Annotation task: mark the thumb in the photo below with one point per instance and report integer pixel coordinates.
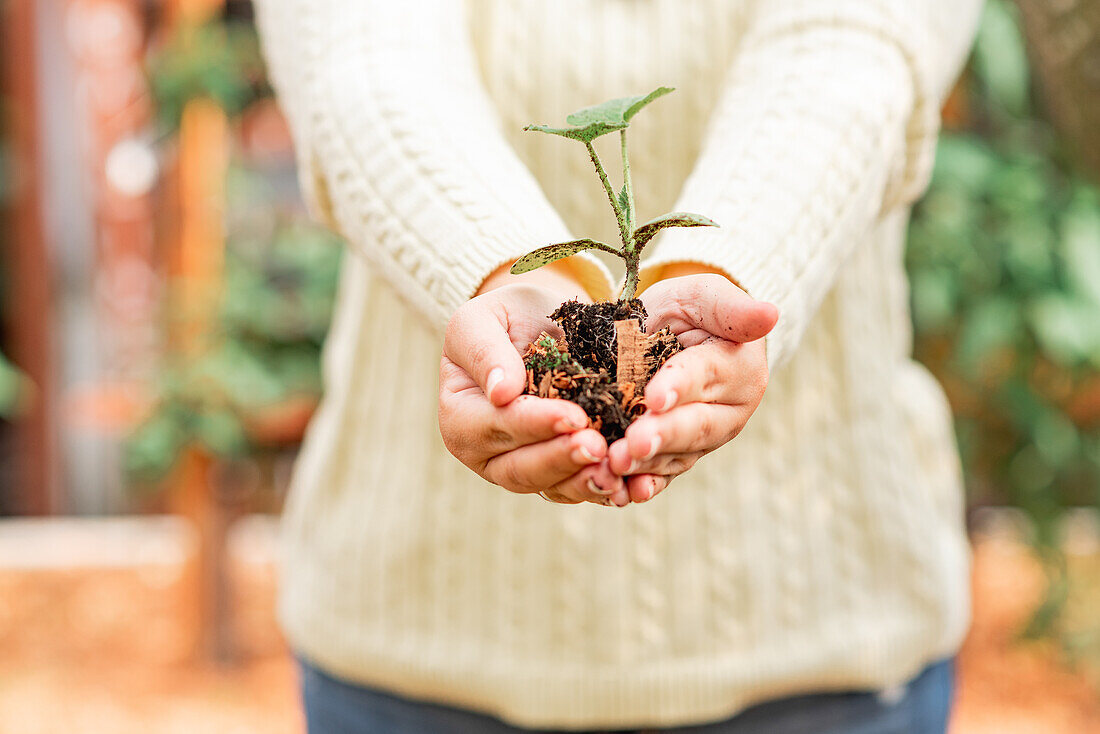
(751, 320)
(713, 305)
(477, 341)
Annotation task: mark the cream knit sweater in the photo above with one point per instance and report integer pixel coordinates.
(821, 549)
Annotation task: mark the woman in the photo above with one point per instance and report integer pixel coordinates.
(811, 573)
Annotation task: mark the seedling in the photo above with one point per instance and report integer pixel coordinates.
(604, 360)
(586, 126)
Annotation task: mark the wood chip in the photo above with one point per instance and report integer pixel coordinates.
(634, 365)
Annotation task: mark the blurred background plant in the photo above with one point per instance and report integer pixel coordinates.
(1004, 261)
(164, 314)
(254, 390)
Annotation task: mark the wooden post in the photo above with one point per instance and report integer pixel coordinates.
(197, 281)
(26, 262)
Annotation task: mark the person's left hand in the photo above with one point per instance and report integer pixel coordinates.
(702, 397)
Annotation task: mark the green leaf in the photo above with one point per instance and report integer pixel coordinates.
(557, 251)
(615, 111)
(1000, 57)
(625, 203)
(585, 133)
(649, 230)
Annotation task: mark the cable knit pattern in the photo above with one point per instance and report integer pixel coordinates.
(821, 549)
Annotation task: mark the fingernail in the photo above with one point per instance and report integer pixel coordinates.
(595, 488)
(670, 402)
(655, 446)
(569, 425)
(495, 378)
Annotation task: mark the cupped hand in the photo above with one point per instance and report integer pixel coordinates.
(523, 442)
(702, 397)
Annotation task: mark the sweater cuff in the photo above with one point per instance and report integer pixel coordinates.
(744, 269)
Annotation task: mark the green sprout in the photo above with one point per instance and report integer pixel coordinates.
(585, 126)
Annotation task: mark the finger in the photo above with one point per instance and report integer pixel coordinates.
(645, 488)
(468, 417)
(716, 371)
(711, 304)
(686, 429)
(596, 484)
(666, 464)
(477, 341)
(540, 466)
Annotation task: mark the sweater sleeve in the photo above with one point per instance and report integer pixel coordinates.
(828, 118)
(399, 148)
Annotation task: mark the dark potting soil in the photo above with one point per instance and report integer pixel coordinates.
(582, 365)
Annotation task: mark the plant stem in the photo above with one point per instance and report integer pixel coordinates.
(630, 284)
(627, 183)
(619, 215)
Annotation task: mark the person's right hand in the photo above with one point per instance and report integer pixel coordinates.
(523, 442)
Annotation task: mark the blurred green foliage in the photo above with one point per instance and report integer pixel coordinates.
(1004, 261)
(13, 390)
(279, 284)
(219, 59)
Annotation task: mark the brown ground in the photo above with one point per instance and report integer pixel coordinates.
(106, 649)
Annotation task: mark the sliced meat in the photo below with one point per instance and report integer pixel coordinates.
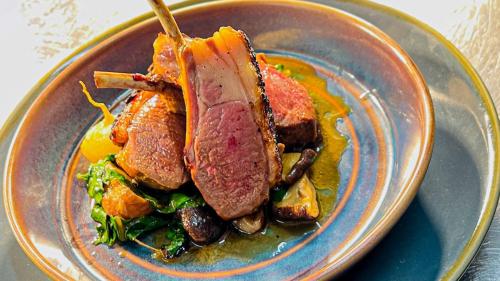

DESCRIPTION OF THE TASK>
Each record above should be returned unchanged, except that the pictures are dropped.

WRITTEN ANSWER>
Annotation task: mark the thumb in the photo below with one point per instance and report integer pixel coordinates.
(751, 320)
(713, 305)
(477, 341)
Annotation task: mark the cream knit sweater in the photo above with one point per instance and report integer pixel coordinates.
(821, 549)
Annotation task: mark the woman in the photo above with one point per instance and report integer pixel coordinates.
(811, 573)
Annotation task: mark the seedling in the photo above with one point per instance and report integer pixel coordinates.
(604, 360)
(586, 126)
Annotation task: mark the wood chip in the photo above with one point per instance and report integer pixel coordinates.
(634, 365)
Annotation task: mark the blurred background plant in the photo above with one point per instance and report integer pixel coordinates.
(1004, 261)
(164, 314)
(254, 390)
Annotation task: mark the wooden post in the photo above with one point per instance and report integer pixel coordinates.
(197, 281)
(26, 262)
Annotation task: mark the person's left hand in the photo above with one point per instance and report integer pixel coordinates.
(702, 397)
Annotation task: mark the green leaf in the photo above with one point per instance and report integer pixel coordinates.
(557, 251)
(615, 111)
(1000, 57)
(625, 203)
(585, 133)
(649, 230)
Annotation task: mark the cable knit pattern in the photo above with one point per instance and report integer pixel coordinates.
(821, 549)
Annotation task: mark the fingernail in the photo above with one point per instance and report integer pixel coordinates.
(595, 488)
(670, 402)
(655, 446)
(569, 425)
(495, 378)
Annotation task: mark the cupped hand in the photo above with one point per instance and report integer pixel coordinates.
(523, 442)
(702, 397)
Annotation task: mark the sweater cuff in the photo above with one point per instance and report integer pixel coordinates.
(744, 269)
Annotation task: mark the green sprout in the photo above with one point per instance and report integer pixel coordinates.
(585, 126)
Annotation task: mark the finger in the photo above with one point per instance and report integer pixel coordinates.
(645, 488)
(468, 417)
(716, 371)
(711, 304)
(686, 429)
(596, 484)
(666, 464)
(477, 341)
(540, 466)
Annotation task: mark the sweater sleeve in the photo above with one point per instance and report integer pixel coordinates.
(828, 118)
(399, 148)
Annotation task: mark the dark potting soil in the photo above with one point per instance and report integer pixel coordinates.
(582, 365)
Annotation task: mark the plant stem in the photo above with one point per instance and report integer pixel coordinates.
(630, 284)
(627, 183)
(619, 215)
Annotation task: mark the person's right hand in the photo above with one point per instance and report integer pixel coordinates.
(523, 442)
Annotation task: mark the blurred green foliage in the photo above with one point per instance and report integer pixel coordinates.
(1004, 261)
(13, 390)
(279, 284)
(219, 59)
Annotation task: mark the brown ground in the photo above with one point per instance and report integer pixel coordinates.
(106, 649)
Annotation task: mark the sliced meat in the photo below with one point per instance and report integer pixel coordinates.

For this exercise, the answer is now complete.